— Start ROWS —

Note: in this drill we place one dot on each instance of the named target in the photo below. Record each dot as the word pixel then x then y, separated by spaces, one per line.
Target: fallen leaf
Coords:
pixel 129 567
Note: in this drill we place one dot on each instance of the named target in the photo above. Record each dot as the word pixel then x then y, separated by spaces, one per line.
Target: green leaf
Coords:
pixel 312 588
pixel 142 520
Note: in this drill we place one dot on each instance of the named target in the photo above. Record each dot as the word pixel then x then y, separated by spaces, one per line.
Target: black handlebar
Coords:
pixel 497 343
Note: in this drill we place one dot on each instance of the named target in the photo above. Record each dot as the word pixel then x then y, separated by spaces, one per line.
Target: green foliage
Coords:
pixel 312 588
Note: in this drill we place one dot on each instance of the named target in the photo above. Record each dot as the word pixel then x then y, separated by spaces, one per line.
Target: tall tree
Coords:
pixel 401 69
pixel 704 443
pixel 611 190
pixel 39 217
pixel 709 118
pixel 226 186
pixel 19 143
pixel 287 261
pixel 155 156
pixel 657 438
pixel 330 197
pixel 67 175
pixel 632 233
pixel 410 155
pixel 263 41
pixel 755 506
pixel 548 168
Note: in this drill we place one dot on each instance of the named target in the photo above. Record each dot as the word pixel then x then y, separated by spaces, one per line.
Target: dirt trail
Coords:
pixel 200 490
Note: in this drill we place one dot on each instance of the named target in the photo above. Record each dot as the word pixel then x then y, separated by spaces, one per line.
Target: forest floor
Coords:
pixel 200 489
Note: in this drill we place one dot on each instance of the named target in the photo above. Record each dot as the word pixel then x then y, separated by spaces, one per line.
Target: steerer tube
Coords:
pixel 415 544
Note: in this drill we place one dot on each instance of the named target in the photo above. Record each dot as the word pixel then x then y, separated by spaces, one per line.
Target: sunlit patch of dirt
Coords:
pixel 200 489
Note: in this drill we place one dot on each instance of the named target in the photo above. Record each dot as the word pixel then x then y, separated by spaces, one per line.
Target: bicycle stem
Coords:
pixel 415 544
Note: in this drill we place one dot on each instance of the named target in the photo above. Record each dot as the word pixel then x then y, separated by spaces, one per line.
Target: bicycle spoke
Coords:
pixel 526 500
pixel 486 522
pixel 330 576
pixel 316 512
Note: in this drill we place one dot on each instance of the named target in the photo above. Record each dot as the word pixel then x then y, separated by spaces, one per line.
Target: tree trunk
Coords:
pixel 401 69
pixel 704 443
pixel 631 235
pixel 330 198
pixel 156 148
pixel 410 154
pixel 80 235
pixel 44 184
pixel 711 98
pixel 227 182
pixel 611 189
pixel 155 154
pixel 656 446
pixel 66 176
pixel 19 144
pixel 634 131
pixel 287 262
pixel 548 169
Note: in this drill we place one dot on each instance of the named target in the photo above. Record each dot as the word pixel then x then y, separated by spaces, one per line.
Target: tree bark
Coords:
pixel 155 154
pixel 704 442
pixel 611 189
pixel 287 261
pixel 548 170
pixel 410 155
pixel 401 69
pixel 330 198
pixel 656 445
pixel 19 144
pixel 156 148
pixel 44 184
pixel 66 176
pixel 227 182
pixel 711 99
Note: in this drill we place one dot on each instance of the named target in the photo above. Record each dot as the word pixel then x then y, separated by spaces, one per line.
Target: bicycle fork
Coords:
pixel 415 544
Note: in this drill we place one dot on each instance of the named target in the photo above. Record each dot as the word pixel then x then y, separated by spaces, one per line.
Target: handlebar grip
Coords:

— End ROWS —

• **GOAL OF THE EXERCISE**
Give the listing again, word for word.

• **WORKED SOLUTION**
Note: in this drill we place one dot on each instance of the named target in the photo below. Record each dot as the word pixel then x then y, separated by spaces, one per line.
Target: fallen leaf
Coords:
pixel 129 567
Note: in this drill we place one dot on each instance of the named target in the photo above. Record each dot as the word pixel then x then y, separated by spaces, one per line.
Target: green leaf
Coords:
pixel 312 588
pixel 142 520
Note: in this drill we place one dot on each instance of the named target in the photo above. Record each dot as the word pixel then x then y, separated by spaces, one per line.
Target: black handlebar
Coords:
pixel 497 343
Note: in this drill we place one dot on each instance of the named target in the photo above. Record each dot as the word pixel then x then y, separated by spaces, one per line.
Target: green foliage
Coords:
pixel 312 588
Note: in this drill we place one dot on each instance of the named target in the photo above. Record each dot as the word pixel then x then y, separated by spaces, one per line.
Target: tall tree
Coords:
pixel 401 69
pixel 704 443
pixel 611 190
pixel 39 217
pixel 709 118
pixel 226 186
pixel 19 143
pixel 287 261
pixel 155 156
pixel 657 438
pixel 330 197
pixel 67 175
pixel 632 233
pixel 410 155
pixel 263 41
pixel 755 506
pixel 548 168
Note: in this drill we place one dot on each instance of the named target in the photo above. Record each dot as the word pixel then x then y, separated by spaces, one per line.
Target: dirt trail
Coords:
pixel 200 490
Note: in this drill we place one dot on each instance of the named target in the photo above. Record each dot as the word pixel then x then y, separated by spaces, one per line.
Target: forest floor
Coords:
pixel 200 489
Note: in this drill we place one dot on each instance of the named target in the photo above. Record each dot as the word pixel then x then y, separated by spaces, one per line.
Target: steerer tube
Coords:
pixel 415 544
Note: in this drill we place one dot on each instance of the named target in the photo above. Record each dot as the word pixel then x then y, separated by spaces, one per line.
Target: sunlit patch of dirt
Coords:
pixel 200 489
Note: in this drill we place one dot on each instance of the named target in the photo above. Record each dot as the word pixel then x then y, separated by spaces, one per line.
Target: bicycle stem
Coords:
pixel 415 544
Note: in this drill we place one dot on each instance of the named target in the photo above. Record each dot as the word pixel then x then y, separated by spaces, one per line.
Target: bicycle spoke
Coords:
pixel 526 500
pixel 486 522
pixel 330 576
pixel 316 512
Note: in this drill we place one dot on each instance of the named target in the photo above. Record each dot as the word pixel then x then y, separated by spaces, one per line.
Target: tree trunk
Coords:
pixel 401 69
pixel 704 443
pixel 631 235
pixel 330 198
pixel 156 148
pixel 410 154
pixel 80 235
pixel 44 184
pixel 711 98
pixel 227 182
pixel 611 189
pixel 155 154
pixel 656 446
pixel 66 176
pixel 19 144
pixel 634 131
pixel 287 262
pixel 548 169
Note: in this drill we place one dot on each instance of the named target in the photo above. Record each dot as the word pixel then x then y, separated by spaces, one per line.
Target: tree bark
Coords:
pixel 155 154
pixel 704 442
pixel 611 189
pixel 287 261
pixel 548 170
pixel 410 155
pixel 401 69
pixel 330 198
pixel 656 445
pixel 19 144
pixel 156 148
pixel 44 184
pixel 66 176
pixel 227 182
pixel 711 99
Note: in this drill we place one dot on each instance of the named target in the photo above. Record each dot as the word pixel then x then y, separated by spaces, one per line.
Target: bicycle fork
Coords:
pixel 415 544
Note: in this drill we place one dot on each instance of the named target in the photo above. Record each dot as the word pixel then x then y, separated by spaces, one per line.
Target: handlebar grip
Coords:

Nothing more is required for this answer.